■ Records provided ■
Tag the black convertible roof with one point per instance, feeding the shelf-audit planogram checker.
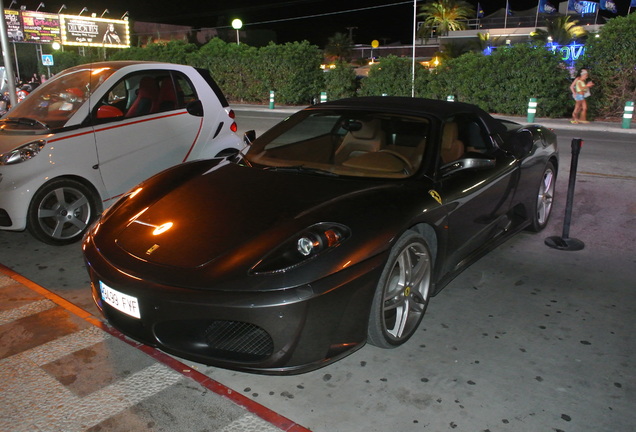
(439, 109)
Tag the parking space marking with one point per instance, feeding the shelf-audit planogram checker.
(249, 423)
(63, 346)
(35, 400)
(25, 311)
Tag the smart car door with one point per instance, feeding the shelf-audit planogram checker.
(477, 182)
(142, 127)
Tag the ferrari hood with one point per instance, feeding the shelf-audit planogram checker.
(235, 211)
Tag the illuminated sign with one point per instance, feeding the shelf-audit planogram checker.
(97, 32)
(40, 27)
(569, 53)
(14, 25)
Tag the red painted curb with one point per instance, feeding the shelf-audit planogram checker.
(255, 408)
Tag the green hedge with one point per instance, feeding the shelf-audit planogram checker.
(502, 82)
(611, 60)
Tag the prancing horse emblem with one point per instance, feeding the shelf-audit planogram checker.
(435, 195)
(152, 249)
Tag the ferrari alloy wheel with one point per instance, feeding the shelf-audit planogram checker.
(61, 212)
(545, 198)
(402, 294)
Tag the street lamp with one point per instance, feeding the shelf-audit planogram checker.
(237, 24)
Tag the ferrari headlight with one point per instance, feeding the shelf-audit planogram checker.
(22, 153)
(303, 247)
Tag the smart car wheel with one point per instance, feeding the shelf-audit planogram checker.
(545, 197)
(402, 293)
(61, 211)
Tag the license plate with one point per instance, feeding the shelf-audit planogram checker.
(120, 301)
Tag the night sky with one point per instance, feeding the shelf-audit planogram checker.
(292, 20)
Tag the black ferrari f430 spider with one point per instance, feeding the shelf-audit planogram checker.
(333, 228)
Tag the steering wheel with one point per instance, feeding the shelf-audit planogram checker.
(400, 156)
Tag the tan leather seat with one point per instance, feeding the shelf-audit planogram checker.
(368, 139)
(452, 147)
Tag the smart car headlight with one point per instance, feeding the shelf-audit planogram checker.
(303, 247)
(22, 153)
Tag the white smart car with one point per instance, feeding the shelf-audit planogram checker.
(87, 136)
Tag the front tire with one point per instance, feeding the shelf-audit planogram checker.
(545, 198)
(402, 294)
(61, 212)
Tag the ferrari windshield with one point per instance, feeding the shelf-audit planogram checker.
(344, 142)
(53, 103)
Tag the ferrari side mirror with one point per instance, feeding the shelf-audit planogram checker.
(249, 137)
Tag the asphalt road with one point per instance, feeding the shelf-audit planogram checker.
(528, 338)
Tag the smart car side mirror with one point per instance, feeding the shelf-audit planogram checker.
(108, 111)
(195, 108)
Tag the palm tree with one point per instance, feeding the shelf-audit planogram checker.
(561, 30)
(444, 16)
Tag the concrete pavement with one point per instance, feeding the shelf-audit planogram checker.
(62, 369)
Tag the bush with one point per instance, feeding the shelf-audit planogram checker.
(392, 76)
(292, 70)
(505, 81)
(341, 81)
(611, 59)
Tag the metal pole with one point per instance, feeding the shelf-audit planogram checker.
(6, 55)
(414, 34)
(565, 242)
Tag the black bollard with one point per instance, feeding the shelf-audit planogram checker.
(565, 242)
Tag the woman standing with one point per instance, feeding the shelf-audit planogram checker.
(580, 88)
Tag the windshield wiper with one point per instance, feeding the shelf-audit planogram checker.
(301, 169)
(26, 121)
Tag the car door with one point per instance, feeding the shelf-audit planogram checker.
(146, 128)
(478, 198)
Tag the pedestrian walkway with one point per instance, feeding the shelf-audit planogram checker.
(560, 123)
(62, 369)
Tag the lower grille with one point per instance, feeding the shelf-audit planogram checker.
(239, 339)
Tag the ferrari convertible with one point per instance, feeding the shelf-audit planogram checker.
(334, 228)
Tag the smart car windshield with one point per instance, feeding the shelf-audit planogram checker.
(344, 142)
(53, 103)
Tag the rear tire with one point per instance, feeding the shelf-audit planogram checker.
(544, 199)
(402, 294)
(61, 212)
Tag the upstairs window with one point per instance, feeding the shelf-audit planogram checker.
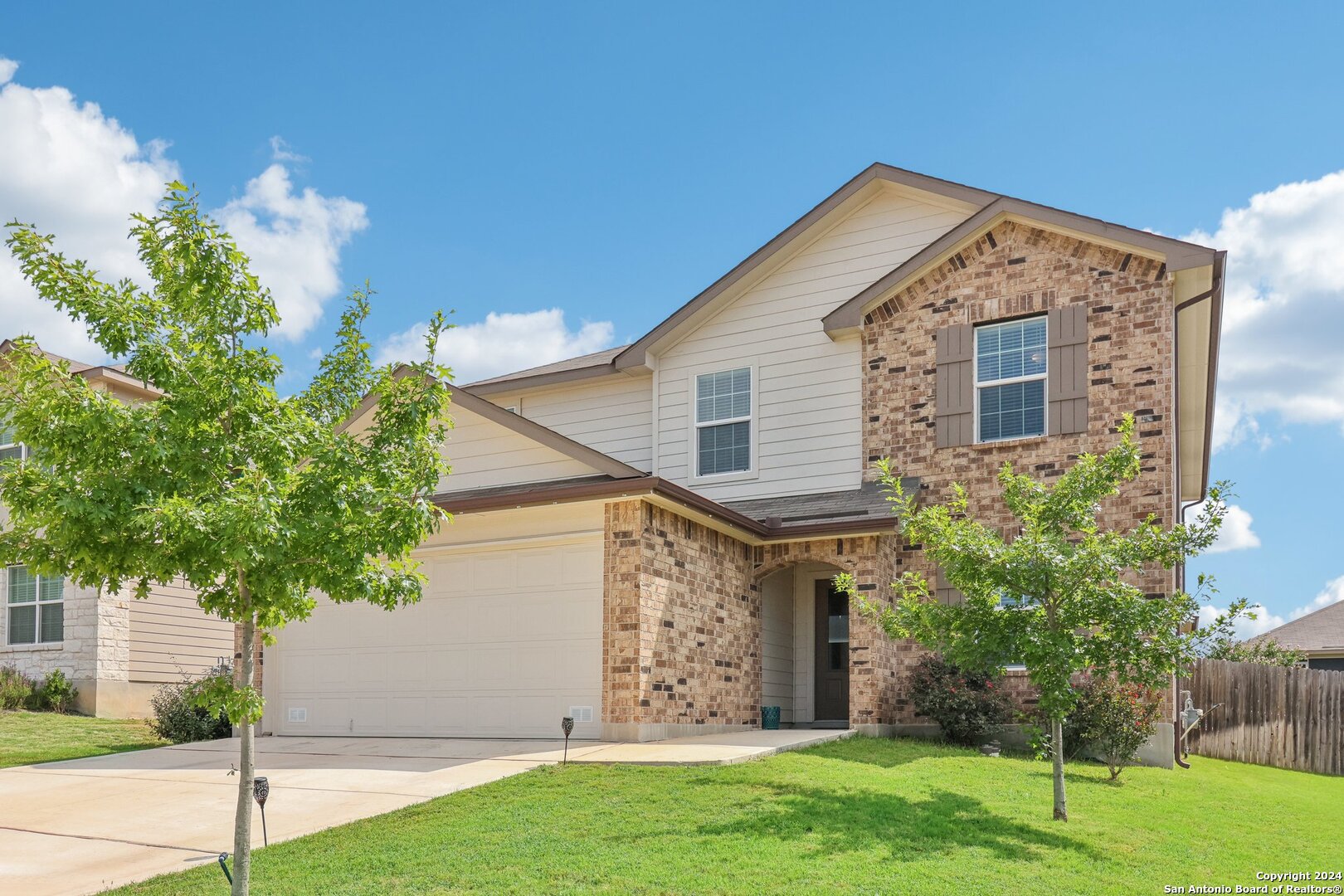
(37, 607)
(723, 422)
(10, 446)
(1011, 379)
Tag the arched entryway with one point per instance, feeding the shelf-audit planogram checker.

■ Problem to work on ■
Print nothing except the lines from the one with "Tag the palm" through the last line of the listing, exactly as written and with pictures removed.

■ Answer ■
Tag the palm tree with one point per instance, feeding the shelf-audit planogram checker.
(561, 30)
(444, 16)
Tag the concrete pavement with one point per instance, feeding the shelf-audit planogram checker.
(62, 369)
Tag the bush with one point per instance, feeding the shelf-audit planogram checker.
(392, 76)
(292, 70)
(505, 81)
(341, 81)
(611, 59)
Tag the metal pole with one point per instance, feeding the shelf-audit planogram checker.
(6, 55)
(414, 34)
(565, 242)
Tag the black bollard with one point per instance, feeding the shelf-audit planogram checker.
(565, 242)
Tag the woman standing with one point per instance, feeding the shelf-audit planogram checker.
(580, 88)
Tag the windshield wiper with one point per instance, feeding the shelf-audit planogram checker.
(301, 169)
(26, 121)
Tag the car door with one point per instance, feeding the shelf-audit planogram checker.
(146, 128)
(478, 198)
Tag the pedestrian walkway with one point per instance, feeding the shelf-audit planogram checker.
(560, 123)
(62, 369)
Tag the lower grille with one point per instance, feeding the shelf-audit planogram checker.
(239, 339)
Tag the ferrari convertible with one point per instance, feeding the shelf-audit planogram checker.
(334, 228)
Tag the smart car windshield with one point per instance, feeding the shelf-audit planogram checker.
(344, 142)
(53, 103)
Tag the rear tire with one point per instance, feeding the shelf-audit planogram checker.
(544, 199)
(402, 294)
(61, 212)
Tag the upstairs window with one point per instance, feeding the shelf-audit planogram checker.
(37, 607)
(723, 422)
(10, 446)
(1011, 379)
Tag the arched entryway with one point per instance, feeding the shelf-audit planogram checker.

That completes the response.